··· Material for the task

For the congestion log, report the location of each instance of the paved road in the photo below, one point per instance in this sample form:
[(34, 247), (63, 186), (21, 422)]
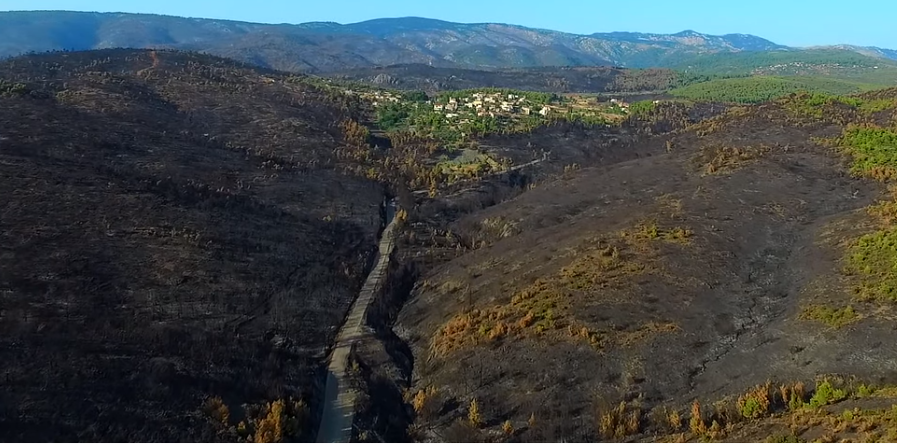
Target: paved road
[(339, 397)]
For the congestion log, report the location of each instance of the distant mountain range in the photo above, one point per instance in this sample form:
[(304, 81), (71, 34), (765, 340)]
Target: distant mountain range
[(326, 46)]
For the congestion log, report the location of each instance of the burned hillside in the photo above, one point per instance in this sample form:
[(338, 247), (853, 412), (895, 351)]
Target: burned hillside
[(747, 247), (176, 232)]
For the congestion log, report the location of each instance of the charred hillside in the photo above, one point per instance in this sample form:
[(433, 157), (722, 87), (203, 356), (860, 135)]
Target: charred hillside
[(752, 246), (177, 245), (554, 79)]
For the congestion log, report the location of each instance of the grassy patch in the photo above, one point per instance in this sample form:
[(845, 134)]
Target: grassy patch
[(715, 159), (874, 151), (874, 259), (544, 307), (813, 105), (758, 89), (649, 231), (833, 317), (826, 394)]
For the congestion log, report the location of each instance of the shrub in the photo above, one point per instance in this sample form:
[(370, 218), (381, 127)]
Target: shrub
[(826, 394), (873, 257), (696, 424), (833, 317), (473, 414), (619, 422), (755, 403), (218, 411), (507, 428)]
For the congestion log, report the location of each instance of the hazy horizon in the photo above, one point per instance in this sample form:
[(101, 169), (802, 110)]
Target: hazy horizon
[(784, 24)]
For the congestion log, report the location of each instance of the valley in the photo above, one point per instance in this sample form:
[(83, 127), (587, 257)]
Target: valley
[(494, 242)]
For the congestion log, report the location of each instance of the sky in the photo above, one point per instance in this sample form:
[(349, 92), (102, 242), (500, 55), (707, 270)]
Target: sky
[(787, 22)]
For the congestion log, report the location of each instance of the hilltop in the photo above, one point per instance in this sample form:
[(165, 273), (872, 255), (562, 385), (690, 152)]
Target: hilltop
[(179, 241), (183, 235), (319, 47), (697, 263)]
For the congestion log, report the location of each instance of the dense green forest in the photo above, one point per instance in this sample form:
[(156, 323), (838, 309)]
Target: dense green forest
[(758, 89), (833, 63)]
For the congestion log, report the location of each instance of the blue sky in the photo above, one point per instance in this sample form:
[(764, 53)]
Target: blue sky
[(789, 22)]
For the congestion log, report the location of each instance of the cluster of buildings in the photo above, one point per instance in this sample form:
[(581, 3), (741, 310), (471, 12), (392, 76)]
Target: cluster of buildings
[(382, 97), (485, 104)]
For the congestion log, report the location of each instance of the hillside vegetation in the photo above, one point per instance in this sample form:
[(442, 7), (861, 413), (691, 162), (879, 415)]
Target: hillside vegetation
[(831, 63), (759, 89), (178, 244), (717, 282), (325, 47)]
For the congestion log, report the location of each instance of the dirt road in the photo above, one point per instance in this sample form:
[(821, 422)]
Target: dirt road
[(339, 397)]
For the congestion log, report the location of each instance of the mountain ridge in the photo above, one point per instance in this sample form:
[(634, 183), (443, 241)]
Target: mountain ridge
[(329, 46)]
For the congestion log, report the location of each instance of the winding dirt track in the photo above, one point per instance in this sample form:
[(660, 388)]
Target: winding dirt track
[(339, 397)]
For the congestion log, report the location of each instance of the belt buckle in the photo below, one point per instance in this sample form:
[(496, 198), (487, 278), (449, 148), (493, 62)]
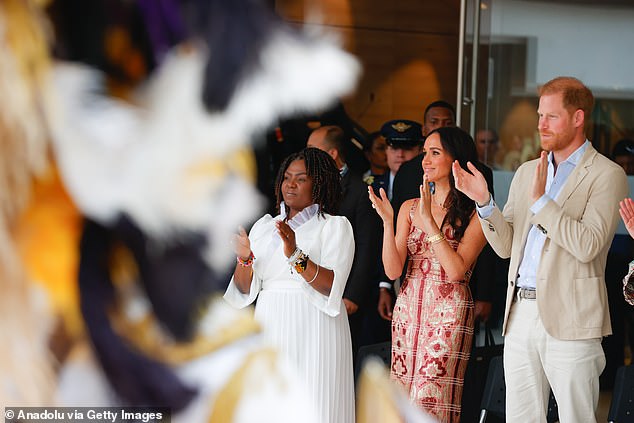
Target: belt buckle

······

* **Problem to work on**: Reproduce the listing from its first line through the line containing "[(752, 246), (177, 245), (554, 79)]", inclusive, switching each "congestion log" to "incident log" and leaving everything else unchanged. Leave the pictures out of the answer.

* **Expected answer**:
For the incident log, report the location of each instance of the paved road in the photo below, one point per instance in this sample form:
[(34, 247), (63, 186), (21, 422)]
Target: paved road
[(339, 397)]
For the incident log, report the location of each instance of the distant mountain range in the photo above, one point per instance in this sample form:
[(304, 81), (71, 34), (765, 340)]
Target: distant mountain range
[(326, 46)]
For the incident log, report the location of each instance of the burned hillside in the photo above, one point per instance in this sample form:
[(338, 247), (853, 412), (895, 351)]
Target: burned hillside
[(747, 247), (176, 232)]
For the incident log, report the location of each instance of the charred hillside in the photo above, one point per instance in this sample form:
[(433, 157), (722, 87), (203, 356), (860, 135)]
Target: charred hillside
[(752, 246), (177, 245), (554, 79)]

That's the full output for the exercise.